Task brief: In the entries that follow, the line with "In this photo, where can the glass" opens the range and the line with "In this photo, where can the shower wall" closes it; repeat that range exactly, both lines included.

Available data:

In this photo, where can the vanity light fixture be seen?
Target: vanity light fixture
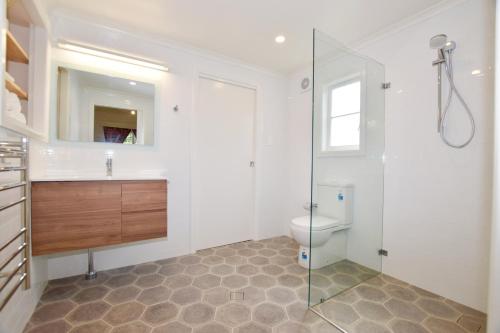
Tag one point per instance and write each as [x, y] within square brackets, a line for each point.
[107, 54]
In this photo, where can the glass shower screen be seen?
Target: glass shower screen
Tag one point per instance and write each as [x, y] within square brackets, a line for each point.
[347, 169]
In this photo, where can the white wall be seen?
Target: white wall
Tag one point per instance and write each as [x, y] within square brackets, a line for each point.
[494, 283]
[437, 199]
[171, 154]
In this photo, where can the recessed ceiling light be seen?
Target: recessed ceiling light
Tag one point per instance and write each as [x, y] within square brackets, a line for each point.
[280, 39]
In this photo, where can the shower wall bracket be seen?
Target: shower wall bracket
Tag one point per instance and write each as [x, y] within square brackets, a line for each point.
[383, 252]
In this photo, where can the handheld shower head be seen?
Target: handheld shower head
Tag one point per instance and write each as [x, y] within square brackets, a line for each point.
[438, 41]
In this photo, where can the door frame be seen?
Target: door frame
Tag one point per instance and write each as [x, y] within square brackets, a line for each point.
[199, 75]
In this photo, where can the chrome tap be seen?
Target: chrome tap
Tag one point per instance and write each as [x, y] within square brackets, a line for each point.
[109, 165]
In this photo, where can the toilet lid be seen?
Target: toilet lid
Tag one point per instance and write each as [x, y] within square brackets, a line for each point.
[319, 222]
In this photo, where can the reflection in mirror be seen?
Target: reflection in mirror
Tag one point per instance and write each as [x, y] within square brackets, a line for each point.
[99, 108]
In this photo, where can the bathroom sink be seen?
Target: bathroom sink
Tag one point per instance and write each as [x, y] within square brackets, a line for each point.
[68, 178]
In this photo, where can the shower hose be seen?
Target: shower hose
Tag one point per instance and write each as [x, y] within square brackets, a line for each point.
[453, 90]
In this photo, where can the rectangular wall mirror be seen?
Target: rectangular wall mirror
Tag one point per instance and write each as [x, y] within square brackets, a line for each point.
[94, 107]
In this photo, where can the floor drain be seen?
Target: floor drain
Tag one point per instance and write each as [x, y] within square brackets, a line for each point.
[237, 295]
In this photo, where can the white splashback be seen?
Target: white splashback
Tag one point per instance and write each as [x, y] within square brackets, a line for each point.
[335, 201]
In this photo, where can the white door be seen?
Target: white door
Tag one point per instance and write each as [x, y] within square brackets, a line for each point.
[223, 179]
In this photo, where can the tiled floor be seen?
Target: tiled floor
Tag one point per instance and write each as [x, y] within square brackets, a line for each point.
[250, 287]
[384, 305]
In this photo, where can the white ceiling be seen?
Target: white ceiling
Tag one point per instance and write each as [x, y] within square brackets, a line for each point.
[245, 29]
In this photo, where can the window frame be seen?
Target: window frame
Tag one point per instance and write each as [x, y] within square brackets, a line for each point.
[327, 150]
...
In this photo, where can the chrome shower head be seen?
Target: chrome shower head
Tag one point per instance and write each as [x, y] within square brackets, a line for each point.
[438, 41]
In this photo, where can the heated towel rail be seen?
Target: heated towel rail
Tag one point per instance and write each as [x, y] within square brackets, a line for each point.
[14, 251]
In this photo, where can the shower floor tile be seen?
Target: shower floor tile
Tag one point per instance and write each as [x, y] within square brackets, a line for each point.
...
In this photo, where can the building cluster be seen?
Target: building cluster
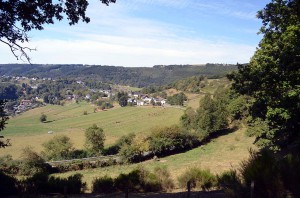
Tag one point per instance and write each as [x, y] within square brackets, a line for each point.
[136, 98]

Response area:
In this photo, where can the glass shower screen be seen?
Target: glass shower screen
Tag one point per instance and write each as [x, y] within square brackets, a line for each point.
[347, 169]
In this photo, where can the white wall be seen?
Target: white wall
Tag one point per instance and write each as [x, y] within square brackets, a line for each point.
[494, 283]
[437, 199]
[171, 154]
In this photo, where can the recessed ceiling light be seen?
Target: recessed ceiling light
Tag one point per instance and write each as [x, y] within square brackets, a line for each point.
[280, 39]
In this photo, where can the shower wall bracket be seen?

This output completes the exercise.